::: DATA SECTION

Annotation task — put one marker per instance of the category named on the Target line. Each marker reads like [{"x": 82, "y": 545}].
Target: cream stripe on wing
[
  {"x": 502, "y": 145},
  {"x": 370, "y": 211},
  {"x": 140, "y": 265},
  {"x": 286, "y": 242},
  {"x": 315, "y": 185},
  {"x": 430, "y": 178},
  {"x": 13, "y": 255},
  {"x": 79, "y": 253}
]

::::::

= TASK INSTRUCTIONS =
Reproduce the lines of the records above verbatim.

= RESULT =
Annotation task — put one marker per instance of the category named on the Target line. Each marker reads like [{"x": 82, "y": 545}].
Target: cream stripe on wing
[
  {"x": 502, "y": 145},
  {"x": 370, "y": 211},
  {"x": 140, "y": 265},
  {"x": 286, "y": 242},
  {"x": 315, "y": 185},
  {"x": 430, "y": 178},
  {"x": 13, "y": 255},
  {"x": 79, "y": 253}
]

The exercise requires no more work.